Testo citato
::::::

Sono invece ammissibili, sotto il profilo della legittimazione e dell’interesse all’impugnazione, gli ultimi motivi di ricorso perché afferenti direttamente ad aspetti contenutistici del piano potenzialmente incidenti sugli interessi di cui l’ente ricorrente è soggetto esponenziale.

Detti motivi sono però infondati e vanno rigettati.

L’Ente ricorrente lamenta in primo luogo che la Regione abbia omesso di riconoscere in alcuni piani provinciali le adiacenze stradali come zone da includere nella percentuale del territorio da destinare a protezione della fauna selvatica..

Osserva in proposito il Collegio che la valutazione amministrativa, per la quale è stato escluso che nelle aree adiacenti alle vie di comunicazione sussistano rilevanti esigenze di tutela faunistica, costituisce giudizio tecnico discrezionale immune da vizi di manifesta illogicità o irrazionalità, in quanto evidentemente fondato sull’assunto per cui difficilmente in dette zone la fauna possa trovare le condizioni ambientali idonee per la sosta e la riproduzione.

::::::

Elenco voci
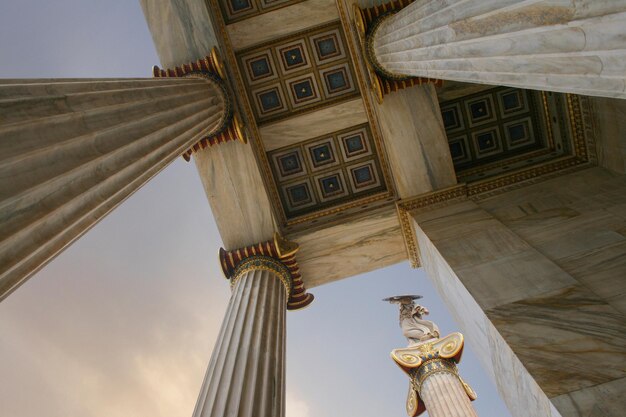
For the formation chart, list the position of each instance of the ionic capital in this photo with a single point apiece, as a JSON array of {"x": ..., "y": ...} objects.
[
  {"x": 211, "y": 68},
  {"x": 278, "y": 256},
  {"x": 421, "y": 361}
]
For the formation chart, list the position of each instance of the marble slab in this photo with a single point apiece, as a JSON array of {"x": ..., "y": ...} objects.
[
  {"x": 281, "y": 22},
  {"x": 310, "y": 125},
  {"x": 610, "y": 116},
  {"x": 238, "y": 198},
  {"x": 603, "y": 400},
  {"x": 520, "y": 392},
  {"x": 410, "y": 123}
]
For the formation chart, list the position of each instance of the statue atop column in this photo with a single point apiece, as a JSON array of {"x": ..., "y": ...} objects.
[
  {"x": 430, "y": 363},
  {"x": 414, "y": 327}
]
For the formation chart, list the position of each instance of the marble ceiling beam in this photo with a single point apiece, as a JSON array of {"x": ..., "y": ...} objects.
[
  {"x": 354, "y": 246},
  {"x": 281, "y": 22},
  {"x": 563, "y": 45},
  {"x": 416, "y": 141},
  {"x": 71, "y": 150},
  {"x": 310, "y": 125},
  {"x": 535, "y": 279},
  {"x": 181, "y": 29}
]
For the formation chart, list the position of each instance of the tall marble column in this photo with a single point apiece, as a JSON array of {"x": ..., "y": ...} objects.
[
  {"x": 435, "y": 384},
  {"x": 556, "y": 45},
  {"x": 71, "y": 150},
  {"x": 246, "y": 373}
]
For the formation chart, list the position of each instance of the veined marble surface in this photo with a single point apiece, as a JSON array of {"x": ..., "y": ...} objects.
[
  {"x": 357, "y": 245},
  {"x": 310, "y": 125},
  {"x": 410, "y": 122},
  {"x": 601, "y": 400}
]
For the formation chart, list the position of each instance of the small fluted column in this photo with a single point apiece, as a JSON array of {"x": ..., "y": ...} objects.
[
  {"x": 246, "y": 374},
  {"x": 71, "y": 150},
  {"x": 435, "y": 385},
  {"x": 565, "y": 46},
  {"x": 442, "y": 391}
]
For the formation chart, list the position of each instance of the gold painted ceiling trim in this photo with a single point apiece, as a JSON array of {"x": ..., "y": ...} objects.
[
  {"x": 254, "y": 135},
  {"x": 581, "y": 127}
]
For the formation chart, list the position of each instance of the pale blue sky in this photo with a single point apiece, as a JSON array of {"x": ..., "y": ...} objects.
[{"x": 123, "y": 322}]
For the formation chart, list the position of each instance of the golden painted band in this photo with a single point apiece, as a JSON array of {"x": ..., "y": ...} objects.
[
  {"x": 431, "y": 367},
  {"x": 263, "y": 263}
]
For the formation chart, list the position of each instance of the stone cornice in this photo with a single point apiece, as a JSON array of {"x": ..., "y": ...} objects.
[
  {"x": 367, "y": 22},
  {"x": 212, "y": 69}
]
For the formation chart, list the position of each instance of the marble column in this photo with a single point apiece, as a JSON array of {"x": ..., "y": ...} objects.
[
  {"x": 443, "y": 393},
  {"x": 246, "y": 374},
  {"x": 71, "y": 150},
  {"x": 435, "y": 384},
  {"x": 555, "y": 45}
]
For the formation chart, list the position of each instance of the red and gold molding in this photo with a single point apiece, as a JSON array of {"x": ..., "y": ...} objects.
[
  {"x": 210, "y": 67},
  {"x": 279, "y": 249},
  {"x": 382, "y": 81}
]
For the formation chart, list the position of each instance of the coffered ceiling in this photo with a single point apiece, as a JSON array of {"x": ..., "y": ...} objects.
[
  {"x": 320, "y": 151},
  {"x": 299, "y": 73}
]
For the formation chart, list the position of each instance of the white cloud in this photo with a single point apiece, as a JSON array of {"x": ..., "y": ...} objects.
[{"x": 296, "y": 407}]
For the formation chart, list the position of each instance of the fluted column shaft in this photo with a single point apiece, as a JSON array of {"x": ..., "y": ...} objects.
[
  {"x": 444, "y": 396},
  {"x": 574, "y": 46},
  {"x": 246, "y": 374},
  {"x": 71, "y": 150}
]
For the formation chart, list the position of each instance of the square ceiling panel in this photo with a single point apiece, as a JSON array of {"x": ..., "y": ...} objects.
[
  {"x": 491, "y": 126},
  {"x": 311, "y": 67},
  {"x": 236, "y": 10}
]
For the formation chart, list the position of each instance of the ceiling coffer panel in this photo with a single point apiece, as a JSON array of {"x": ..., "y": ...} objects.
[{"x": 302, "y": 72}]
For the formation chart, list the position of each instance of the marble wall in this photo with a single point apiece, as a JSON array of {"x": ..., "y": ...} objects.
[
  {"x": 536, "y": 277},
  {"x": 411, "y": 124}
]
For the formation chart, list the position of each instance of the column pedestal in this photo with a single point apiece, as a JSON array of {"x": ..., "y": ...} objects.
[
  {"x": 246, "y": 374},
  {"x": 435, "y": 384}
]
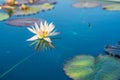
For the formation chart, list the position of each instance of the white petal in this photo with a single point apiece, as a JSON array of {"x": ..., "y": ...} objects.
[
  {"x": 31, "y": 30},
  {"x": 33, "y": 38},
  {"x": 51, "y": 27},
  {"x": 36, "y": 26},
  {"x": 45, "y": 26},
  {"x": 48, "y": 39}
]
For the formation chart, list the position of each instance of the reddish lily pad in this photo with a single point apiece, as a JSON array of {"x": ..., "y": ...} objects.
[{"x": 23, "y": 21}]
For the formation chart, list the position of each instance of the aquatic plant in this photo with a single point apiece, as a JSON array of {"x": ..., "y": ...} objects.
[
  {"x": 32, "y": 9},
  {"x": 85, "y": 4},
  {"x": 112, "y": 7},
  {"x": 3, "y": 16},
  {"x": 23, "y": 21},
  {"x": 42, "y": 45},
  {"x": 86, "y": 67},
  {"x": 105, "y": 4},
  {"x": 45, "y": 31},
  {"x": 113, "y": 50}
]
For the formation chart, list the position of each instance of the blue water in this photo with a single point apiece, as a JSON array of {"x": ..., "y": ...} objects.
[{"x": 76, "y": 38}]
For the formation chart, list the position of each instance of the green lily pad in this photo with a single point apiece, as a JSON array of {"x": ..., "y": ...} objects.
[
  {"x": 23, "y": 21},
  {"x": 84, "y": 67},
  {"x": 3, "y": 16},
  {"x": 33, "y": 9},
  {"x": 79, "y": 68},
  {"x": 30, "y": 10},
  {"x": 112, "y": 7}
]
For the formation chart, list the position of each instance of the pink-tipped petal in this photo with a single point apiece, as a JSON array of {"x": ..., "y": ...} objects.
[{"x": 33, "y": 38}]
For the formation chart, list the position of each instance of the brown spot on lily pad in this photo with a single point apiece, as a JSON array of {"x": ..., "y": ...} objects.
[
  {"x": 23, "y": 21},
  {"x": 85, "y": 4}
]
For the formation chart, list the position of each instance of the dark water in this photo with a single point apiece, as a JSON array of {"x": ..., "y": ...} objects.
[{"x": 76, "y": 38}]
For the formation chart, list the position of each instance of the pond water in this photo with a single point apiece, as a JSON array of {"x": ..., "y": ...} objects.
[{"x": 77, "y": 37}]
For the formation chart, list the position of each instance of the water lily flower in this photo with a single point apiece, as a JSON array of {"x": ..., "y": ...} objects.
[{"x": 44, "y": 31}]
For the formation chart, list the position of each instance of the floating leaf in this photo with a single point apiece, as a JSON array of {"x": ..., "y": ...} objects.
[
  {"x": 79, "y": 68},
  {"x": 36, "y": 1},
  {"x": 112, "y": 7},
  {"x": 23, "y": 21},
  {"x": 84, "y": 67},
  {"x": 113, "y": 50},
  {"x": 85, "y": 4},
  {"x": 30, "y": 10},
  {"x": 3, "y": 16},
  {"x": 42, "y": 45}
]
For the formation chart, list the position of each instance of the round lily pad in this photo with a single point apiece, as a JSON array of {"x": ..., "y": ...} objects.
[
  {"x": 23, "y": 21},
  {"x": 85, "y": 4},
  {"x": 36, "y": 1},
  {"x": 84, "y": 67},
  {"x": 3, "y": 16},
  {"x": 79, "y": 68},
  {"x": 30, "y": 10},
  {"x": 112, "y": 7},
  {"x": 113, "y": 50}
]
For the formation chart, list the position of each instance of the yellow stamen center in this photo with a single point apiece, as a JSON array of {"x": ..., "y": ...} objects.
[{"x": 43, "y": 35}]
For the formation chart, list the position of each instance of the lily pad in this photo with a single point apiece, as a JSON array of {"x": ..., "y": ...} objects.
[
  {"x": 3, "y": 16},
  {"x": 30, "y": 10},
  {"x": 33, "y": 9},
  {"x": 112, "y": 7},
  {"x": 85, "y": 4},
  {"x": 85, "y": 67},
  {"x": 113, "y": 50},
  {"x": 36, "y": 1},
  {"x": 42, "y": 45},
  {"x": 23, "y": 21}
]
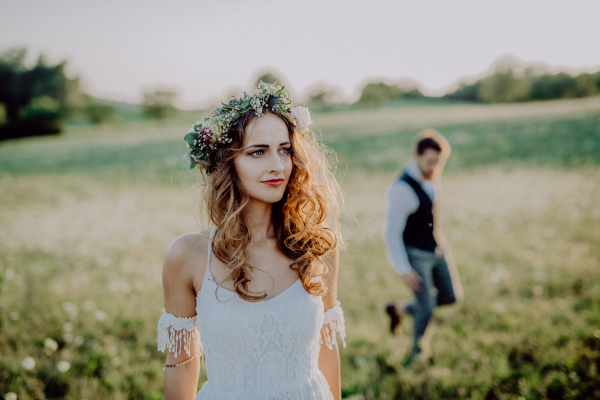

::::::

Consegne
1. Restituisci tali e quali le righe delle voci, dalla riga che contiene "of the lily" fino all'ultima riga delle voci, estremi compresi. Non includere le immagini.
2. Prosegui il brano sul ricorso relativo alla tutela della fauna selvatica da dove si interrompe.

Risposte
1.
For the formation chart, list the position of each instance of the lily pad in this photo with a single point apiece, as a JSON array of {"x": ..., "y": ...} objects.
[
  {"x": 3, "y": 16},
  {"x": 30, "y": 10},
  {"x": 33, "y": 9},
  {"x": 112, "y": 7},
  {"x": 85, "y": 4},
  {"x": 85, "y": 67},
  {"x": 113, "y": 50},
  {"x": 36, "y": 1},
  {"x": 42, "y": 45},
  {"x": 23, "y": 21}
]

2.
L'art.10 della L. 157/92 prevede che con lo strumento dei piani faunistico venatori l'intero territorio agro - silvo - pastorale sia soggetto a pianificazione finalizzata al conseguimento della densità ottimale e dalla sua conservazione mediante la riqualificazione delle risorse ambientali e la regolamentazione del rilievo venatorio.
Tutto ciò sta a significare con evidente chiarezza che lo strumento del piano faunistico venatorio non può riguardare tutto il territorio amministrato dall'ente chiamato a formare il piano: a prescindere dalla dizione normativa "l'intero territorio agro - silvo - pastorale" già di per sé sufficiente per comprendere l'intenzione del legislatore,
non si capisce per quale ragione il piano debba governare anche altre zone, come ad esempio i centri urbani o le aree industriali.
Perciò la corretta interpretazione del co.3 dell'art.10 L.
157/92 è quella per cui nelle percentuali di territorio da destinare a protezione della fauna selvatica vanno computate quelle aree in cui la caccia è vietata per ragioni prettamente ambientali e non perché meramente inidonee, come appunto le fasce di rispetto stradali o ferroviarie.

Peraltro non corrisponde al vero che il piano abbia del tutto escluso le aree in questione dalle zone protette.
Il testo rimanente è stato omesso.